Records for processing –
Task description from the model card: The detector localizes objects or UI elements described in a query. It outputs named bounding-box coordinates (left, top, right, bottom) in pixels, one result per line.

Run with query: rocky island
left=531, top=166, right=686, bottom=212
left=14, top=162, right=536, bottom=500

==

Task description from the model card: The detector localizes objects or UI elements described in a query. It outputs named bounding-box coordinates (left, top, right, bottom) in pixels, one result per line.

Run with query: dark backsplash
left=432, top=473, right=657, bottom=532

Written exercise – How many lines in the rows above contain the string "with"? Case counts, so give only the number.

Expected answer – 2